+++ Texte source

En conclusion, la Russie – au contraire des pays membres de l’UE –croit toujours aux moyens classiques de pouvoir dans les relations entre états. Une négociation de sécurité risque donc de devenir un jeu au somme nulle.
La Russie revanchiste
Le comité de défense du parti suédois Moderaterna (le parti dirigeant du gouvernement Suédois) vient d’écrire : « Le développement en Russie est marqué de revanchisme et d’une volonté de reprendre son ancien statut comme grande puissance. Cela s’exprime par un renforcement du courant nationaliste et des marquages distincts envers ce qu’on voit comme la zone d’intérêt russe. »[12] Dans ce contexte, il faut se rappeler le discours à la nation le 25 avril 2005 où M. Poutine a décrit la dissolution de l’Union Soviétique comme « la catastrophe géopolitique la plus grande du siècle. »[13] Il y a aussi une grande continuité dans l’histoire de la Russie : « Ainsi a-t-on oublié un peu vite que la Russie avait préexistée au communisme et que l’un des traits constitutifs majeur de l’histoire de ce pays est son expansionnisme organisé et continu. »[14] Ses voisins ont une tendance à oublier cela.
Si cette image est la vraie, un traité nouveau de sécurité risque à devenir un « Helsinki moins » au lieu d’un « Helsinki plus ».[15]
Conclusion
Ces trois images de la Russie sont bien sûr des simplifications. Il faut aussi comprendre que même la Russie n’est pas un monolithe. Il semble que M. Medvedev et ses disciples libéraux visent plutôt la posture « l’allié » quand il y a d’autres au sein de la Douma et de la presse qui préfèrent la confrontation et qui donc représentent plutôt l’attitude « la revanchiste ».[16] Or, c’est qui est important ici c’est que nous ne savons pas où « la vraie Russie » se trouve dans ce spectre.
Malheureusement, le stratège ne peut pas attendre pour voir. Un choix prudent sera de miser sur une relation stable et sûre avec la Russie « éternelle ». Dans ce cas on aurait une base pour, dans les mesures possibles, faire élargir la coopération dans tous les domaines convenables. En même temps, il faut garder une certaine liberté d’action pour les deux autres scénarios : « l’allié dévoué » et « le revanchisme ». C’est à dire, il faut éviter de couper les ponts vers une coopération renforcée ultérieure et en même temps garder la possibilité de se défendre contre des actions revanchistes. Une bonne base de coopération où tous les États participants[17] se trouvent confortables est la meilleure base pour, à terme, éventuellement faire intégrer la Russie dans l’arc de sécurité Euro-Atlantique ; si elle le veut, ce qui n’est par sûr.

++++++
+++ Listing

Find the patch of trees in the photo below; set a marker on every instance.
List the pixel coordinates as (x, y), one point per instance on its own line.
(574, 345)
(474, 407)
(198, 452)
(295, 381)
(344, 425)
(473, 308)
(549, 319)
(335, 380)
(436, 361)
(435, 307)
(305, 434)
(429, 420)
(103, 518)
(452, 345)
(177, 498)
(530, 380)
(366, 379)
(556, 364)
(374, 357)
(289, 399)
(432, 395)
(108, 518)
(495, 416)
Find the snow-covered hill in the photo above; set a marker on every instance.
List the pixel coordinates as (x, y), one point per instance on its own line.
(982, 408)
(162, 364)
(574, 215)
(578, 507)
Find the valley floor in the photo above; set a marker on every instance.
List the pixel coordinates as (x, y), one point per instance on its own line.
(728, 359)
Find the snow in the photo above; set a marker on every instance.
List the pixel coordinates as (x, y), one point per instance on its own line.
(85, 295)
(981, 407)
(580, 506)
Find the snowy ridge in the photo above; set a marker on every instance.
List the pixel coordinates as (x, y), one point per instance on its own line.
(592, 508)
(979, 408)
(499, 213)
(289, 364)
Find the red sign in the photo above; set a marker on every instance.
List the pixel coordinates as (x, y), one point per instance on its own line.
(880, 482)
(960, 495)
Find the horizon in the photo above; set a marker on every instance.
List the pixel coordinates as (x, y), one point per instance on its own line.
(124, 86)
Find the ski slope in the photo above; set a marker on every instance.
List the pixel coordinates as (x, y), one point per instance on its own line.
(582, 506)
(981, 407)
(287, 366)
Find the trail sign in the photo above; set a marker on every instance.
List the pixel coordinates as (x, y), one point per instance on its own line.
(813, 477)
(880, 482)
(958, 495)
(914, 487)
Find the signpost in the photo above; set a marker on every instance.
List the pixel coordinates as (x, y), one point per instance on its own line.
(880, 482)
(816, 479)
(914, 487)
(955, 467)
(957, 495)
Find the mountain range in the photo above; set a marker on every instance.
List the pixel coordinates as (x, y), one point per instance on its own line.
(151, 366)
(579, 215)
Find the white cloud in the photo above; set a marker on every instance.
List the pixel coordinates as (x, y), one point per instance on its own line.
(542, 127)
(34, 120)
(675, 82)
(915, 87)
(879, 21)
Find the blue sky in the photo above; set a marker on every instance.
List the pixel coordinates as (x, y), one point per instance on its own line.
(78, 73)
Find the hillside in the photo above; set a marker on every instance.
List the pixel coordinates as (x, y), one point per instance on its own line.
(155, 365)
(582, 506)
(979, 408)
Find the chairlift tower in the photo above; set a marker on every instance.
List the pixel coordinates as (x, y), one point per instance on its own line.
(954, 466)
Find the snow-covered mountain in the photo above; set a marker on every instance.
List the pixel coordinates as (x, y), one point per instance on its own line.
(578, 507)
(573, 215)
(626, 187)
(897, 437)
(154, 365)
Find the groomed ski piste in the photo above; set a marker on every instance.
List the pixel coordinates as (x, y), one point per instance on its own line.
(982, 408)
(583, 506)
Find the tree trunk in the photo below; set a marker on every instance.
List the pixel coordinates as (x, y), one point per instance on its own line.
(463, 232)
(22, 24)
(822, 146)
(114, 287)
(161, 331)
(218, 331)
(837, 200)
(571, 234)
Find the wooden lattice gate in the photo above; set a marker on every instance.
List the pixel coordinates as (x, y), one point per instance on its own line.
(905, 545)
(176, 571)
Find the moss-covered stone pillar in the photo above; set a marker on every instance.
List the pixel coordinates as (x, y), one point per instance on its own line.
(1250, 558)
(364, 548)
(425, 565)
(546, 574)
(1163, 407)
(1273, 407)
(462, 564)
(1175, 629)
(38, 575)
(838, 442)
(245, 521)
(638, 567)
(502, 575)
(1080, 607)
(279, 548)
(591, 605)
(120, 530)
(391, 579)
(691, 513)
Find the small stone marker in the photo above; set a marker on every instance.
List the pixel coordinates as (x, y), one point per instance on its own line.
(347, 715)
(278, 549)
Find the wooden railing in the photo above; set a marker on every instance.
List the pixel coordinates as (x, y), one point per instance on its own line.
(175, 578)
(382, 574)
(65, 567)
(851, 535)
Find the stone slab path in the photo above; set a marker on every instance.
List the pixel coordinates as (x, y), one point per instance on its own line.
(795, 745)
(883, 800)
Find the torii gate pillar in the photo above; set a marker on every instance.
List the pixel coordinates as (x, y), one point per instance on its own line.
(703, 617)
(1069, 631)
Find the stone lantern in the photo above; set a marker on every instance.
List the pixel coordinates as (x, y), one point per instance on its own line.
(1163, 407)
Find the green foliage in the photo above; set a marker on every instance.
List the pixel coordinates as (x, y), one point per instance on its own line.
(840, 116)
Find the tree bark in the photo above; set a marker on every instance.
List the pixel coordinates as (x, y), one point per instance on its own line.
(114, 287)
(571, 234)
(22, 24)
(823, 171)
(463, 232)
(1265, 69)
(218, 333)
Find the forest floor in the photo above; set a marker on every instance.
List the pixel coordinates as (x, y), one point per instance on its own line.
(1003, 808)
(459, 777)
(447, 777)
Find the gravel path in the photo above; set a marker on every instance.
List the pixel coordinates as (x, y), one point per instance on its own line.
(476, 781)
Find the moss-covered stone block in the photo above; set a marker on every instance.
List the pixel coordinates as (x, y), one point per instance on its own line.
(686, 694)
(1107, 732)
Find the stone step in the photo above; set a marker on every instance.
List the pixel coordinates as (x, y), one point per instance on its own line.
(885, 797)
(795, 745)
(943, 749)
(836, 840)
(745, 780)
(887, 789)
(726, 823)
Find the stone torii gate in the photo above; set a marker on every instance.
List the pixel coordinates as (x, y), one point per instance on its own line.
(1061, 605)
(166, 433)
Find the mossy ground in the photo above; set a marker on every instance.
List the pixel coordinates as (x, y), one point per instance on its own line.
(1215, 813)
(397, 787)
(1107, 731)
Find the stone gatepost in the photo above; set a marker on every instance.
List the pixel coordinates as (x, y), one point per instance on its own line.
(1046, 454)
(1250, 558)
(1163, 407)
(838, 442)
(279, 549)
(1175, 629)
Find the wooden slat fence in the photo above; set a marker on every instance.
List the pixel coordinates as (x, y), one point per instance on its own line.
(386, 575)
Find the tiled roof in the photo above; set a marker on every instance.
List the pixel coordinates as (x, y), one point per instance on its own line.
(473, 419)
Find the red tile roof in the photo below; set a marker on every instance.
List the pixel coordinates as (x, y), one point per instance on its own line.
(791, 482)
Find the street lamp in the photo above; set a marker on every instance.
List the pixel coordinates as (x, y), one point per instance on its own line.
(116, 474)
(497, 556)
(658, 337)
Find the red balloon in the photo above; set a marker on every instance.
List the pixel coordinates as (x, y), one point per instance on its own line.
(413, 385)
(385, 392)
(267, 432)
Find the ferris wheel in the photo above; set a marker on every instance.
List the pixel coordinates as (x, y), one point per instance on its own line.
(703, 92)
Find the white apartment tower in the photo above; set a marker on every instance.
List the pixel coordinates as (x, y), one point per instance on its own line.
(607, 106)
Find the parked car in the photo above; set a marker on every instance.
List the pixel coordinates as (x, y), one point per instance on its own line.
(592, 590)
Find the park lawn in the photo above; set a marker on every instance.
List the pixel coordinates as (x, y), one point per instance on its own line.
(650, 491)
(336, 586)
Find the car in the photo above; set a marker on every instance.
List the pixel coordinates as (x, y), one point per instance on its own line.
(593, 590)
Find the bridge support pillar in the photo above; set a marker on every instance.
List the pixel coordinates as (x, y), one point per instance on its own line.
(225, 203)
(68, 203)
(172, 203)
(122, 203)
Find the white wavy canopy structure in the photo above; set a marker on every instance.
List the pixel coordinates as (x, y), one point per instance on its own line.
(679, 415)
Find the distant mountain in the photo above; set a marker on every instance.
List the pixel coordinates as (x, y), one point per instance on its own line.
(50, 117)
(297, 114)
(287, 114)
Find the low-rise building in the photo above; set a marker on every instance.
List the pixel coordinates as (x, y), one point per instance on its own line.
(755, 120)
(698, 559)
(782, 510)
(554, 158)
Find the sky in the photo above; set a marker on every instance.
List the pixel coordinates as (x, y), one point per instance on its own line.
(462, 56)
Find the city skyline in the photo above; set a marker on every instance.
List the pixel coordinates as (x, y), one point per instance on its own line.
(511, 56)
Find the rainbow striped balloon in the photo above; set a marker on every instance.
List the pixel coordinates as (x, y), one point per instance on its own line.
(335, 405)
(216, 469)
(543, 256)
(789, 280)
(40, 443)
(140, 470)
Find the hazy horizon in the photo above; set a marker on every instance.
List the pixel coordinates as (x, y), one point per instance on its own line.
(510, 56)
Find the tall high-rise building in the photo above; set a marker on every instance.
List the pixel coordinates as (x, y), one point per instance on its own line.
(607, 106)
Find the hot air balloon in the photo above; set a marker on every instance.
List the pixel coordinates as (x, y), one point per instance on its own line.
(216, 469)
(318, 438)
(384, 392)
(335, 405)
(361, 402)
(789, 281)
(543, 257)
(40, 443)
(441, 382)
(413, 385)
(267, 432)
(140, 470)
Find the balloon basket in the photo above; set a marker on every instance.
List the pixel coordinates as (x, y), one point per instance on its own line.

++++++

■ **Vos tâches**:
1) Relevez tous les numéros d'appel de note entre crochets qui figurent dans le texte source.
2) Renvoyez chaque ligne du listing qui contient la chaîne « torii ».

■ **Réponses fournies**:
1) [12], [13], [14], [15], [16], [17]

2)
Find the torii gate pillar in the photo above; set a marker on every instance.
Find the stone torii gate in the photo above; set a marker on every instance.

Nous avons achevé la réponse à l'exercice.